» **YOUR OBJECTIVE**
Each line from the one that has "Find woman's eyeglasses." through the end of the entries below must be written out exactly; leave out all other lines.

_____

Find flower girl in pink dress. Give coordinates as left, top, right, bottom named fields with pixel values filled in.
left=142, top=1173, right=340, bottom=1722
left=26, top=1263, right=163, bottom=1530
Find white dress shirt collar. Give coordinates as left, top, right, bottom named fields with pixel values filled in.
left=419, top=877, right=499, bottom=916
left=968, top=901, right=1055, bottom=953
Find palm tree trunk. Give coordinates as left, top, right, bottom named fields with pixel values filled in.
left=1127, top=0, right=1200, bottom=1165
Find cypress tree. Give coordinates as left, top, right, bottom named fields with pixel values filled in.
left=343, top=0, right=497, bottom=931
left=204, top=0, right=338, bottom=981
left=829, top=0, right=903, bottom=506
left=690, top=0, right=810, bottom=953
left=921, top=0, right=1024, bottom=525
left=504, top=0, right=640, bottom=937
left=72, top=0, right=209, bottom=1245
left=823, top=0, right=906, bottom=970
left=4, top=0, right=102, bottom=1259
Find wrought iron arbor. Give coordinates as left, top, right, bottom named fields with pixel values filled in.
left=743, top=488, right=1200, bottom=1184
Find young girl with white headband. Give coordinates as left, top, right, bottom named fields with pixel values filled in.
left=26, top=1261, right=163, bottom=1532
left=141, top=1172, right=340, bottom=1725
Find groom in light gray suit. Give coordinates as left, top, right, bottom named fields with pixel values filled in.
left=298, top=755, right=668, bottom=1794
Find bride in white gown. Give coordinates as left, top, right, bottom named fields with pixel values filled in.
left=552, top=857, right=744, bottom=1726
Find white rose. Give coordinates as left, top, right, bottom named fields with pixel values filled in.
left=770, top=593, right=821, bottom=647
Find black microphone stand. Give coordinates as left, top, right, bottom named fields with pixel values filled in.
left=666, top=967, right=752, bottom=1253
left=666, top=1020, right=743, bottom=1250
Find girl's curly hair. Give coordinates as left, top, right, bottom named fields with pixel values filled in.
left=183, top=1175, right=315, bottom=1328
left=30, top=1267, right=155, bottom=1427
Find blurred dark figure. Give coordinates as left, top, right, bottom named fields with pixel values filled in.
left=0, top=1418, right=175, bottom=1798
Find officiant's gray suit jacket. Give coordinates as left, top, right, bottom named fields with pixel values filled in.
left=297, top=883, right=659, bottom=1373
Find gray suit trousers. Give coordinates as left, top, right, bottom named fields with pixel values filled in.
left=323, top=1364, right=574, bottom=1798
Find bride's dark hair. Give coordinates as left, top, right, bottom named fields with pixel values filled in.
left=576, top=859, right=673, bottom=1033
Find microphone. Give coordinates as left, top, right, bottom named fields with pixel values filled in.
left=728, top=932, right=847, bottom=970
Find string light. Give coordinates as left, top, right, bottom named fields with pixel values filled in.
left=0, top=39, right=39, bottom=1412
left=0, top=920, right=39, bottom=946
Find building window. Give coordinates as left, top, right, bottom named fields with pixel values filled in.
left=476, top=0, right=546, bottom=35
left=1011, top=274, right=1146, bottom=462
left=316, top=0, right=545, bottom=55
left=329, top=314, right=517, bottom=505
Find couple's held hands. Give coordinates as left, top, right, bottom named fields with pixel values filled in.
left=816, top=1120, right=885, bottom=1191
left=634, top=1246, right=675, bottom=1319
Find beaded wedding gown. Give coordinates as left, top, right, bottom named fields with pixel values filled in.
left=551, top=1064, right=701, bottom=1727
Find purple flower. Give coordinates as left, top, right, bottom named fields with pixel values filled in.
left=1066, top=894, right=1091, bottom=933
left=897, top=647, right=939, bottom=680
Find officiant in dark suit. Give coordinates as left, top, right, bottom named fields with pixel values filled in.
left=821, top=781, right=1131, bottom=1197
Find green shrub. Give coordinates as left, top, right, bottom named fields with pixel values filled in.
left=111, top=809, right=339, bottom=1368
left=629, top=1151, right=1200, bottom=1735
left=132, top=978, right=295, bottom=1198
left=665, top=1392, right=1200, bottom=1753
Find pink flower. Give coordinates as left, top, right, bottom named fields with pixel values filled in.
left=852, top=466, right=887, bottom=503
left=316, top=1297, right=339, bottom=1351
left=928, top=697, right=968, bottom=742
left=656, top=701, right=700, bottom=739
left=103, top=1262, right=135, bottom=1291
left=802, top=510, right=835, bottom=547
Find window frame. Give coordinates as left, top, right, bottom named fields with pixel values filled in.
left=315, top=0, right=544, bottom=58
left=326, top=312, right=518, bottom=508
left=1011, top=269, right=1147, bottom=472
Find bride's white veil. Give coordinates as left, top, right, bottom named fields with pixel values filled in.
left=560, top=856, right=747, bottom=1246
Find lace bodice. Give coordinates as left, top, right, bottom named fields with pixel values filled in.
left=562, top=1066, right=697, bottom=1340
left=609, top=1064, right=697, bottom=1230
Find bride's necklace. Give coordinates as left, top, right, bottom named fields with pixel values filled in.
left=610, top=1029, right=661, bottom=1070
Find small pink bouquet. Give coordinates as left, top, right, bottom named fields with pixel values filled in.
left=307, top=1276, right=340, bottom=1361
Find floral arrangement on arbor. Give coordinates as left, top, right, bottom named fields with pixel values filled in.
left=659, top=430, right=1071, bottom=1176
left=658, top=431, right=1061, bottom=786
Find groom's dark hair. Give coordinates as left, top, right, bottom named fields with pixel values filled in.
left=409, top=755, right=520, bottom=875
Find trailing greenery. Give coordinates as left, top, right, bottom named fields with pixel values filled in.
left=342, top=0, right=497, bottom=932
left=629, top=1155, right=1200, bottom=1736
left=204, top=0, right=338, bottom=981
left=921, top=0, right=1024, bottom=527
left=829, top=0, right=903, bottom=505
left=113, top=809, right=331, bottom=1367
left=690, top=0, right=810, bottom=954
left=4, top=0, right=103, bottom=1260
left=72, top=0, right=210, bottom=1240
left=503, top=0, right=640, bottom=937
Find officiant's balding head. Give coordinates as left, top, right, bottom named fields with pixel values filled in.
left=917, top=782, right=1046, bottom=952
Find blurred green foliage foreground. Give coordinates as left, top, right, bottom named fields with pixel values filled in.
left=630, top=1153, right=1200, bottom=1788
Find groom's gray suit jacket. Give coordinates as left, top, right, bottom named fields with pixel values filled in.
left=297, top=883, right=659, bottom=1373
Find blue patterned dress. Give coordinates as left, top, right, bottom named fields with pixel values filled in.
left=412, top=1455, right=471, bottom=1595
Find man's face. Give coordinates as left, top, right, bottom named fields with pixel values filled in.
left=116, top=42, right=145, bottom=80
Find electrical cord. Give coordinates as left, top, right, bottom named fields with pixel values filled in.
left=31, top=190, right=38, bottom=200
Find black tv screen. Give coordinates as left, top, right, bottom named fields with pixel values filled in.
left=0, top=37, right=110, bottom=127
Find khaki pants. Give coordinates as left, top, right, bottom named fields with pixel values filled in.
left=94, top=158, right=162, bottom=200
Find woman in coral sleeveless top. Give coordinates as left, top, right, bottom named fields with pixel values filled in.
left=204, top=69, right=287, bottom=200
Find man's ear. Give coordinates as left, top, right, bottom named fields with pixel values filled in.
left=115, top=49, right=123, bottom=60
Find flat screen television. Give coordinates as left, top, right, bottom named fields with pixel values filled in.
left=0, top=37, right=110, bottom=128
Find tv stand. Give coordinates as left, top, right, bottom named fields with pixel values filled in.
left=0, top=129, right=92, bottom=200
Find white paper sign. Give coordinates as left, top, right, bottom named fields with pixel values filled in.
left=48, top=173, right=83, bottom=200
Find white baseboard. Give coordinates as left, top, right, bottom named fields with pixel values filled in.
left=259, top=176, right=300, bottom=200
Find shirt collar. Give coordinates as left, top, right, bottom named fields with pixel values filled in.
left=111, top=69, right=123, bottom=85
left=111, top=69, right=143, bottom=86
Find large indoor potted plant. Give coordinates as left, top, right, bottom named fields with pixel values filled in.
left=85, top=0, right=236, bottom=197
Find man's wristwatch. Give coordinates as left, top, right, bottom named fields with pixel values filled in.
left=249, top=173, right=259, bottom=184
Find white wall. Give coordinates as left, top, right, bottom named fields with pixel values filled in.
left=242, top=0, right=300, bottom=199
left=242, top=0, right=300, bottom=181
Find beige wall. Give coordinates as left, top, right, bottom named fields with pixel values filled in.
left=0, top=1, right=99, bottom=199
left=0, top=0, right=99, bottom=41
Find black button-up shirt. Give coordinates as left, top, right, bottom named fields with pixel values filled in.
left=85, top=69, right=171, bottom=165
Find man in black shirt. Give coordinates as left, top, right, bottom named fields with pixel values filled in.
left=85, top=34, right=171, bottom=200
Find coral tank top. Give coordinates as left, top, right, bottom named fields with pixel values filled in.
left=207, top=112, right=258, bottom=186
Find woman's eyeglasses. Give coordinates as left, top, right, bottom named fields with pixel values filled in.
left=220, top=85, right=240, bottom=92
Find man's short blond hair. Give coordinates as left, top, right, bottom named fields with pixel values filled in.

_____

» **RESULT OF THE EXERCISE**
Find woman's eyeglasses. Give coordinates as left, top, right, bottom named fields with pixel values filled in.
left=220, top=85, right=240, bottom=92
Find man's short blond hair. Give coordinates as left, top, right, bottom named fields with pixel values filled in.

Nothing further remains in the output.